> _WHAT YOU NEED TO DO_
Copy out all the records below, swapping "single pin" for "single marker" each time it appears. Leave everything else unchanged.

# START OF SOURCE MATERIAL

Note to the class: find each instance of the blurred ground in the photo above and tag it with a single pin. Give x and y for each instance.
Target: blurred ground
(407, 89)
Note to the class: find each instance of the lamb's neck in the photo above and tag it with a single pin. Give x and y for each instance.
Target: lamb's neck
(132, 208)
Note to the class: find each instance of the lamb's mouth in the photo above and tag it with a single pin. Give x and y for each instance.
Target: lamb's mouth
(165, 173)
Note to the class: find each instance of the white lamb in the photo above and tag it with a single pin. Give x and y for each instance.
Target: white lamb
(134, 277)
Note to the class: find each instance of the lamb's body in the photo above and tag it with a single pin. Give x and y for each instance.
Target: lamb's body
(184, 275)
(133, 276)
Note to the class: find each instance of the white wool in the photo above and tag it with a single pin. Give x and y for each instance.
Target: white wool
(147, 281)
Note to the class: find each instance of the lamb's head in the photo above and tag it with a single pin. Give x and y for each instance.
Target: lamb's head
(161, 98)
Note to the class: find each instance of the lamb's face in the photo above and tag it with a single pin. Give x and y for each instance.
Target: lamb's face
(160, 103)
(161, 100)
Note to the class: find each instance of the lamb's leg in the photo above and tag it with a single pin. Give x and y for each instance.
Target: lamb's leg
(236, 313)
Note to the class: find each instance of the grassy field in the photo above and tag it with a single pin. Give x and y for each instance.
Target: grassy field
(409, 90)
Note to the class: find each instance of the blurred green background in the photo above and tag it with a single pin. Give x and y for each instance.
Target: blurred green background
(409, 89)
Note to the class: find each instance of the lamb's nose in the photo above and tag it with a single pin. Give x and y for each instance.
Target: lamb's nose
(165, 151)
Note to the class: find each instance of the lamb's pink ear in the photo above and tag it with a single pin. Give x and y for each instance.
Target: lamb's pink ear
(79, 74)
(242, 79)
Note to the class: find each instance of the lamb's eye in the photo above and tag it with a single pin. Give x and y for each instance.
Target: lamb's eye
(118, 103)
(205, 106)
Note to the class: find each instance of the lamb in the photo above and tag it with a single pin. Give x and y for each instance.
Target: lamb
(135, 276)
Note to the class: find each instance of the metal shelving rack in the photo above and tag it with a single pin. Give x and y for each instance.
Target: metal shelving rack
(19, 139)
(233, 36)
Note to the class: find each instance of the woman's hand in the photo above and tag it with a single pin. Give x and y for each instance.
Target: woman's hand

# END OF SOURCE MATERIAL

> _RESPONSE_
Note to the class: find each instance of the blurred ground in the photo above and tag it with a single marker. Give x and y for each instance.
Target: blurred ground
(407, 89)
Note to the class: find each instance of the lamb's neck in the photo above and tag it with a single marker. Give x and y for each instance.
Target: lamb's neck
(132, 208)
Note to the class: find each instance of the lamb's mouth in the photo above and tag it with a single marker. Give x and y for each instance.
Target: lamb's mouth
(165, 173)
Note to the class: find each instance of the white lamb in the photo above and tag it with a single marker. Give x and y for each instance.
Target: white lamb
(134, 277)
Note to the class: find each instance of the lamb's body in the photo above and tag it with a single marker. Give x and y for each instance.
Target: lamb's body
(184, 275)
(133, 276)
Note to the class: find each instance of the white wool in the photo above and tag it with a single marker. Give x and y for each instance.
Target: white wool
(147, 281)
Note to the class: find each instance of the lamb's head in the photo above and tag it with a single marker. Give x and y for each instance.
Target: lamb's head
(161, 98)
Note to the class: find each instance of the lamb's face in the photo above and tag it with a single marker. Give x and y for each instance.
Target: lamb's face
(160, 103)
(161, 100)
Note to the class: find each instance of the lamb's leg in the photo above and tag it with a single marker. Give x and y for each instance.
Target: lamb's leg
(236, 313)
Note to the class: find each instance of the grassy field in the photo above and tag it with a single marker. Give x and y for each instance.
Target: grassy field
(409, 90)
Note to the class: find each instance of the blurred green background in the photo above and tag it with a single marker. Give x and y for each instance.
Target: blurred green background
(409, 89)
Note to the class: find each instance of the lamb's nose in the photo above and tag it with a single marker. Give x and y for each instance.
Target: lamb's nose
(165, 151)
Note to the class: find each instance of the lamb's pink ear in the photo above and tag it with a single marker. Give x and y for each instance.
Target: lamb's pink ear
(79, 74)
(242, 79)
Note to the class: find each instance of the lamb's eye in the photo above and tag it with a single marker. Give x and y for each instance.
Target: lamb's eye
(118, 103)
(205, 106)
Note to the class: find each instance of the lamb in the photo above and tag it with a single marker. Give x and y for each instance.
Target: lamb
(135, 276)
Note to the class: find each instance of the metal shelving rack in the photo above and tag it with a single marker. Give x and y for each instance.
Target: metal shelving rack
(19, 139)
(233, 36)
Note to the class: find each instance of the woman's hand in the photo above and tag it with a single marker. Give x and y for each instance.
Target: woman's hand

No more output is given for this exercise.